### Your task
Output each line of the material exactly as it stands.

____

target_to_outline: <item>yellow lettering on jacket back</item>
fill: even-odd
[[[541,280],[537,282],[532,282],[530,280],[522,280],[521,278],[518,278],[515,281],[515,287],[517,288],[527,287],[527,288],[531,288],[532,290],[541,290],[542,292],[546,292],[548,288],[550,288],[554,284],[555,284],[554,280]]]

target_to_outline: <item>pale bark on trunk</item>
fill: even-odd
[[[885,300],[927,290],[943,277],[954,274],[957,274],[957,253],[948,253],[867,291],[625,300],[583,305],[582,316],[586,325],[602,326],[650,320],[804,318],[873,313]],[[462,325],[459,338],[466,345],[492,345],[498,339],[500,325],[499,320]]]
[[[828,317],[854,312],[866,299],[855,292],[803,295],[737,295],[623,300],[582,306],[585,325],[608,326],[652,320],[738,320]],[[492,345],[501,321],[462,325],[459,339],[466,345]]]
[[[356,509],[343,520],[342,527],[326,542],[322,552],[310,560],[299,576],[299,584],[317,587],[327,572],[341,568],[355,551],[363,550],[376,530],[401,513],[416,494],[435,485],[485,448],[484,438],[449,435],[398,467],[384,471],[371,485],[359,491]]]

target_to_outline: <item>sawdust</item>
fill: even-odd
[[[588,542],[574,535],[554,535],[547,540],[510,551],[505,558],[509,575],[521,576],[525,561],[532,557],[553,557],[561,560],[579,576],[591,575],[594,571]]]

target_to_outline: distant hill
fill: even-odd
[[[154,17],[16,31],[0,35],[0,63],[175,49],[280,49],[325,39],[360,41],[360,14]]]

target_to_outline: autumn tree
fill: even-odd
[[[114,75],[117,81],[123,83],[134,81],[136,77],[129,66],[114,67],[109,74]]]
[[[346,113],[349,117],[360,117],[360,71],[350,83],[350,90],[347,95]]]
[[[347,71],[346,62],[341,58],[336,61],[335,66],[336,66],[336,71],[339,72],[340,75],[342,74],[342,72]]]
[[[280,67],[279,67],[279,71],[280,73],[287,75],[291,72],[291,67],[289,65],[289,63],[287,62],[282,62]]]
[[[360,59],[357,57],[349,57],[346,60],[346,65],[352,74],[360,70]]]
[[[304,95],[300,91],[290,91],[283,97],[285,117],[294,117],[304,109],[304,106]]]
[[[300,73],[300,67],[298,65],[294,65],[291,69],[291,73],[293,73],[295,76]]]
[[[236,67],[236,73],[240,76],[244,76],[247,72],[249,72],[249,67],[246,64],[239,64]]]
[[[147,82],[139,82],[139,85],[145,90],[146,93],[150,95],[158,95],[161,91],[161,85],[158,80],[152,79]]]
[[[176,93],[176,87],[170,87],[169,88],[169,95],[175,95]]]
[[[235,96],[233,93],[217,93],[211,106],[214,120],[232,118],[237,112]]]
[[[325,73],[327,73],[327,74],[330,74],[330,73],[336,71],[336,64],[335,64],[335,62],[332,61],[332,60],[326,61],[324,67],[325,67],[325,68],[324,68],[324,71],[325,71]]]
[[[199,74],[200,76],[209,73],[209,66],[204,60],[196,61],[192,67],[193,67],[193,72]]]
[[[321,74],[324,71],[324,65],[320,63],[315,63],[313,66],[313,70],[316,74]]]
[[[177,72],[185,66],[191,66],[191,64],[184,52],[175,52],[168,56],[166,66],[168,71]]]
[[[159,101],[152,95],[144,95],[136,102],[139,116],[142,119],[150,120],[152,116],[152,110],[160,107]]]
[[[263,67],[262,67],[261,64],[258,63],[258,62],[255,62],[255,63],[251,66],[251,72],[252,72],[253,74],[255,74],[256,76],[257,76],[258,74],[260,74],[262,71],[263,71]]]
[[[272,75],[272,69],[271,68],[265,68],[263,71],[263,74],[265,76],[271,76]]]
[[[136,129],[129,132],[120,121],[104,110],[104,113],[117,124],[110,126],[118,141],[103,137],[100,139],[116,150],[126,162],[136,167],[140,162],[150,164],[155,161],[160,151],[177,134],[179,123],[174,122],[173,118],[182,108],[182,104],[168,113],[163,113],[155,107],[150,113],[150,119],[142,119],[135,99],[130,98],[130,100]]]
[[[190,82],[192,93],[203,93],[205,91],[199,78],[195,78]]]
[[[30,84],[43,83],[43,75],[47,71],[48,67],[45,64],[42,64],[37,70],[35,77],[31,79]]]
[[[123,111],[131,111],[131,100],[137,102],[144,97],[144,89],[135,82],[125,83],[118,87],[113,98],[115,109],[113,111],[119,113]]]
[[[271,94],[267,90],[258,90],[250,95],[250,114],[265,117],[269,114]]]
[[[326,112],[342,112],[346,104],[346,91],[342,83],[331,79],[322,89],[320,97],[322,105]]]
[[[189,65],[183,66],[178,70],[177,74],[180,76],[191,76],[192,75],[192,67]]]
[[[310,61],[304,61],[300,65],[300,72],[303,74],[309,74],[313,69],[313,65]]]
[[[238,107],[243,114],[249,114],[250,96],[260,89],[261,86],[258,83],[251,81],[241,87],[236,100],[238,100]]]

____

### Final answer
target_to_outline: <item>yellow lettering on jacket back</item>
fill: even-odd
[[[541,280],[537,282],[532,282],[530,280],[522,280],[521,278],[518,278],[515,281],[515,287],[517,288],[527,287],[527,288],[531,288],[532,290],[541,290],[542,292],[546,292],[548,288],[550,288],[554,284],[555,284],[554,280]]]

target_to_outline: <item>pale bark on trunk</item>
fill: even-odd
[[[885,300],[927,290],[943,277],[954,274],[957,274],[957,253],[948,253],[867,291],[625,300],[583,305],[582,316],[586,325],[602,326],[650,320],[804,318],[873,313]],[[462,325],[459,338],[466,345],[492,345],[498,339],[500,325],[499,320]]]
[[[828,317],[854,312],[866,299],[855,292],[803,295],[737,295],[623,300],[582,306],[585,325],[608,326],[652,320],[738,320]],[[492,345],[501,321],[462,325],[459,339],[466,345]]]
[[[356,509],[343,520],[342,527],[326,542],[322,552],[310,560],[299,576],[299,584],[317,587],[327,572],[341,568],[355,551],[363,550],[376,530],[401,513],[416,494],[435,485],[485,448],[484,438],[449,435],[398,467],[384,471],[371,485],[359,491]]]

target_to_outline: <item>sawdust</item>
fill: even-odd
[[[588,542],[574,535],[554,535],[547,540],[510,551],[505,558],[509,575],[521,576],[525,561],[532,557],[553,557],[561,560],[579,576],[591,575],[594,571]]]

target_to_outline: distant hill
fill: even-odd
[[[154,17],[16,31],[0,35],[0,63],[175,49],[280,49],[325,39],[360,41],[360,14]]]

target_to_outline: autumn tree
fill: even-odd
[[[114,75],[117,81],[123,83],[134,81],[136,77],[129,66],[114,67],[109,74]]]
[[[346,113],[349,117],[360,117],[360,71],[350,83],[350,90],[347,95]]]
[[[347,71],[346,62],[341,58],[336,61],[335,66],[336,66],[336,71],[339,72],[340,75],[342,74],[342,72]]]
[[[280,67],[279,67],[279,71],[280,73],[287,75],[291,72],[291,67],[289,65],[289,63],[287,62],[282,62]]]
[[[360,59],[357,57],[349,57],[346,60],[346,65],[352,74],[360,70]]]
[[[304,95],[300,91],[290,91],[283,97],[285,117],[294,117],[304,109],[304,106]]]
[[[300,73],[300,67],[298,65],[294,65],[291,69],[291,73],[293,73],[295,76]]]
[[[236,67],[236,73],[240,76],[244,76],[247,72],[249,72],[249,67],[246,64],[239,64]]]
[[[147,82],[139,82],[139,85],[145,90],[146,93],[150,95],[158,95],[161,91],[161,85],[158,80],[152,79]]]
[[[176,93],[176,87],[170,87],[169,88],[169,95],[175,95]]]
[[[235,96],[233,93],[217,93],[211,106],[214,120],[232,118],[237,112]]]
[[[325,73],[327,73],[327,74],[330,74],[330,73],[336,71],[336,64],[335,64],[335,62],[332,61],[332,60],[326,61],[324,67],[325,67],[325,68],[324,68],[324,71],[325,71]]]
[[[199,74],[200,76],[209,73],[209,66],[204,60],[196,61],[192,67],[193,67],[193,72]]]
[[[321,74],[324,71],[324,65],[320,63],[315,63],[313,66],[313,70],[316,74]]]
[[[177,72],[185,66],[191,66],[191,64],[184,52],[175,52],[168,56],[166,66],[168,71]]]
[[[159,101],[152,95],[144,95],[136,102],[139,116],[142,119],[150,120],[152,116],[152,110],[160,107]]]
[[[263,67],[262,67],[261,64],[258,63],[258,62],[255,62],[255,63],[251,66],[251,72],[252,72],[253,74],[255,74],[256,76],[257,76],[258,74],[260,74],[262,71],[263,71]]]
[[[272,75],[272,69],[271,68],[265,68],[263,71],[263,74],[265,76],[271,76]]]
[[[136,129],[129,132],[120,121],[104,110],[104,113],[117,124],[110,126],[118,141],[103,137],[100,139],[116,150],[126,162],[136,167],[140,162],[150,164],[155,161],[160,151],[177,134],[179,123],[174,122],[173,118],[182,108],[182,104],[168,113],[163,113],[155,107],[150,113],[150,119],[142,119],[135,99],[130,98],[130,100]]]
[[[190,82],[192,93],[203,93],[205,91],[199,78],[195,78]]]
[[[30,84],[43,83],[43,75],[47,71],[48,67],[45,64],[42,64],[37,70],[35,77],[31,79]]]
[[[123,111],[131,111],[131,100],[137,102],[144,97],[144,89],[135,82],[125,83],[118,87],[113,98],[115,109],[113,111],[119,113]]]
[[[271,94],[267,90],[258,90],[250,95],[250,114],[265,117],[269,114]]]
[[[326,112],[342,112],[346,104],[346,91],[342,83],[331,79],[322,89],[320,97],[322,105]]]
[[[189,65],[183,66],[178,70],[177,74],[180,76],[191,76],[192,75],[192,67]]]
[[[310,61],[304,61],[300,65],[300,72],[303,74],[309,74],[313,69],[313,65]]]
[[[238,107],[243,114],[249,114],[250,96],[260,89],[261,86],[258,83],[251,81],[241,87],[236,100],[238,100]]]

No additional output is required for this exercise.